» SELECTED PASSAGE:
Policy Head: Multi-output network that predicts:
- Operation type (categorical: transfer, mix, aspirate, dispense, etc.)
- Source node selection (pointer network over available nodes)
- Target node selection (pointer network with feasibility masking)
- Continuous attributes (volume, speed, temperature) with bounded distributions
- Timestamp assignment: Critical for maintaining DAG property

Training Strategy:

Teacher forcing: use ground truth previous actions during training
Scheduled sampling: gradually transition from teacher forcing to autoregressive generation
Constraint masking: zero out probabilities for invalid actions (e.g., transferring from empty wells, creating cycles)
DAG enforcement: Ensure timestamp(u) < timestamp(v) for all new edges (u,v)

Example Implementation:

# Simplified pseudocode
def generate_step(current_graph, goal_embedding):
    # Encode current state
    node_embeddings = gnn_encoder(current_graph)
    
    # Predict next operation
    op_type = op_classifier(node_embeddings, goal_embedding)
    
    # Select source and target with pointer networks
    source_logits = source_pointer(node_embeddings, op_type)
    target_logits = target_pointer(node_embeddings, op_type, source_logits)
    
    # Apply feasibility masks
    source_logits = source_logits * source_feasibility_mask
    target_logits = target_logits * target_feasibility_mask
    
    # Sample and return action
    return sample_action(op_type, source_logits, target_logits)

Advantages:

Direct control over generation process
Easy to integrate hard constraints via masking
Interpretable: each action is explicit and traceable
Can use beam search for better planning

Challenges:

Sequential nature limits parallelization
Error accumulation over long sequences
Requires careful curriculum learning for complex protocols

2. Diffusion/Denoising over Graphs

This approach starts from a noisy, potentially invalid workflow and progressively denoises it into a valid protocol DAG.

Architecture Details:

Noise Schedule: Gradually add noise to a target protocol over T timesteps
Denoiser: GNN that predicts the clean protocol given noisy input and timestep
Conditioning: Task goals, instrument constraints, and current lab state
DAG Structure: Denoiser must learn to respect temporal ordering constraints

Training Process:

Start with clean protocols from dataset
Add Gaussian noise over T timesteps
Train denoiser to predict original protocol given noisy version and timestep
Use classifier-free guidance for better control

Example Implementation:

def diffusion_generate(goal_embedding, num_steps=1000):
    # Start with pure noise
    noisy_protocol = torch.randn(protocol_shape)
    
    for t in reversed(range(num_steps)):
        # Predict clean protocol
        predicted_clean = denoiser(noisy_protocol, t, goal_embedding)
        
        # Apply constraint projection
        predicted_clean = project_to_constraints(predicted_clean)
        
        # Denoise step
        noisy_protocol = denoise_step(noisy_protocol, predicted_clean, t)

» DIRECTIVE 1:
Count the lines in the records that contain the string "target", and give only that number.
The passage on graph-based protocol generation has no connection to the records.

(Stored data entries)
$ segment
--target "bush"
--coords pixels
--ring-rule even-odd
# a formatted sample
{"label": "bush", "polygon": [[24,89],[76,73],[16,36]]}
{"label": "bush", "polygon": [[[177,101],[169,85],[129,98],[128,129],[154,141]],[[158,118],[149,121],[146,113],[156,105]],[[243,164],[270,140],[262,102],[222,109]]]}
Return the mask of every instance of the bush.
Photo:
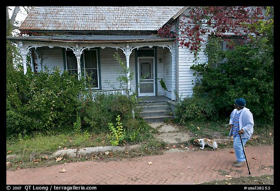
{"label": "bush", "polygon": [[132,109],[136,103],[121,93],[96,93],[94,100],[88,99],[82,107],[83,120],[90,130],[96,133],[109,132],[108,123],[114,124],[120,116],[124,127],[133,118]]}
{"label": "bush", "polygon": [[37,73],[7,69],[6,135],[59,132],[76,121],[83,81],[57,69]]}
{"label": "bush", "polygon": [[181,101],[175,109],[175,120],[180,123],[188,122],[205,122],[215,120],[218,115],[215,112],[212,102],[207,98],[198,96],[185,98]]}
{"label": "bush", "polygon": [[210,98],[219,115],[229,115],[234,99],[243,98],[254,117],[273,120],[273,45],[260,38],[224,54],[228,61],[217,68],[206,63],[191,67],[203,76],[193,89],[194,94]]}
---
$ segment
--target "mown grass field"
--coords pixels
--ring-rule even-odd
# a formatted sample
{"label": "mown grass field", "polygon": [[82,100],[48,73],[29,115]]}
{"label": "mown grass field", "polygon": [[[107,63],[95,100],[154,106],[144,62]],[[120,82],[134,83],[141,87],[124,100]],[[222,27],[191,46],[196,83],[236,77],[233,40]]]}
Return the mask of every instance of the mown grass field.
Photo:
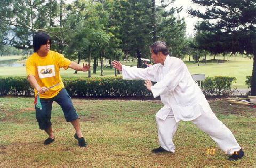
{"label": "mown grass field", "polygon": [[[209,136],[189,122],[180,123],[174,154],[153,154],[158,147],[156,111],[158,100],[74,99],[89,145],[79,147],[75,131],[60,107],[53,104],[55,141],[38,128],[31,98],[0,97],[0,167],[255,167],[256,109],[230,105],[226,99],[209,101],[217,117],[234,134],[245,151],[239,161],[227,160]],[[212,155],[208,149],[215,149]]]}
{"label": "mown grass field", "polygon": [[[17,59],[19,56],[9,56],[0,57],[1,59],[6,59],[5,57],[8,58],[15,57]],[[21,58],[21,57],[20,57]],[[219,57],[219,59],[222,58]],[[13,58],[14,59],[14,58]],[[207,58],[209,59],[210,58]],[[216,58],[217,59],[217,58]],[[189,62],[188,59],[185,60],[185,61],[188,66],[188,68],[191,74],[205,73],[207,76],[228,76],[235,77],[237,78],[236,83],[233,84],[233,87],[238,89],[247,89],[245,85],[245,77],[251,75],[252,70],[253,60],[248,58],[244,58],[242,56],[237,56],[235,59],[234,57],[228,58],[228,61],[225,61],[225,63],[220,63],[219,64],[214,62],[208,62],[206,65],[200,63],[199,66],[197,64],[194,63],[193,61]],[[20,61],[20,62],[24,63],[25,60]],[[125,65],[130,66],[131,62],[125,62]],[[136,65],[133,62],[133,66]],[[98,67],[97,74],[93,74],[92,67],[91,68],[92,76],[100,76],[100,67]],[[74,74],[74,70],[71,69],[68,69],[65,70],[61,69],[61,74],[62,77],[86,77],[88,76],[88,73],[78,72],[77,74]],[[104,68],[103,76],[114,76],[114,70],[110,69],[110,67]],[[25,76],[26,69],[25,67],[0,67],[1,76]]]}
...
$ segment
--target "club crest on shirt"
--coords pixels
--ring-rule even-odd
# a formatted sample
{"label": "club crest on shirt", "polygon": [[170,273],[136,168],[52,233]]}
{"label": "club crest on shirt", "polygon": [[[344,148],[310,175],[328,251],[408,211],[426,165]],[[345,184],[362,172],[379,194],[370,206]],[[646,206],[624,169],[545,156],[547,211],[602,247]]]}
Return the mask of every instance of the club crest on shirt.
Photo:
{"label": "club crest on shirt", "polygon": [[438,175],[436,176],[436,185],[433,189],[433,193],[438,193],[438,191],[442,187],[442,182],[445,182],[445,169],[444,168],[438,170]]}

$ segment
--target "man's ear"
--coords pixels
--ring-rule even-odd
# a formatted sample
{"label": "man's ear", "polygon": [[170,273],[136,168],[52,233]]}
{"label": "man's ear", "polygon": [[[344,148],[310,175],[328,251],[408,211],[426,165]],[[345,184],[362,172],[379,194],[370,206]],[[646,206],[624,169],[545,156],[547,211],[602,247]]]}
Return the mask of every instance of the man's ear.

» DIRECTIVE 2:
In the passage on graph-based protocol generation, what does the denoiser in the diffusion approach predict?

» EXPECTED ANSWER 1:
4

» EXPECTED ANSWER 2:
It predicts the clean protocol, given the noisy input and the timestep.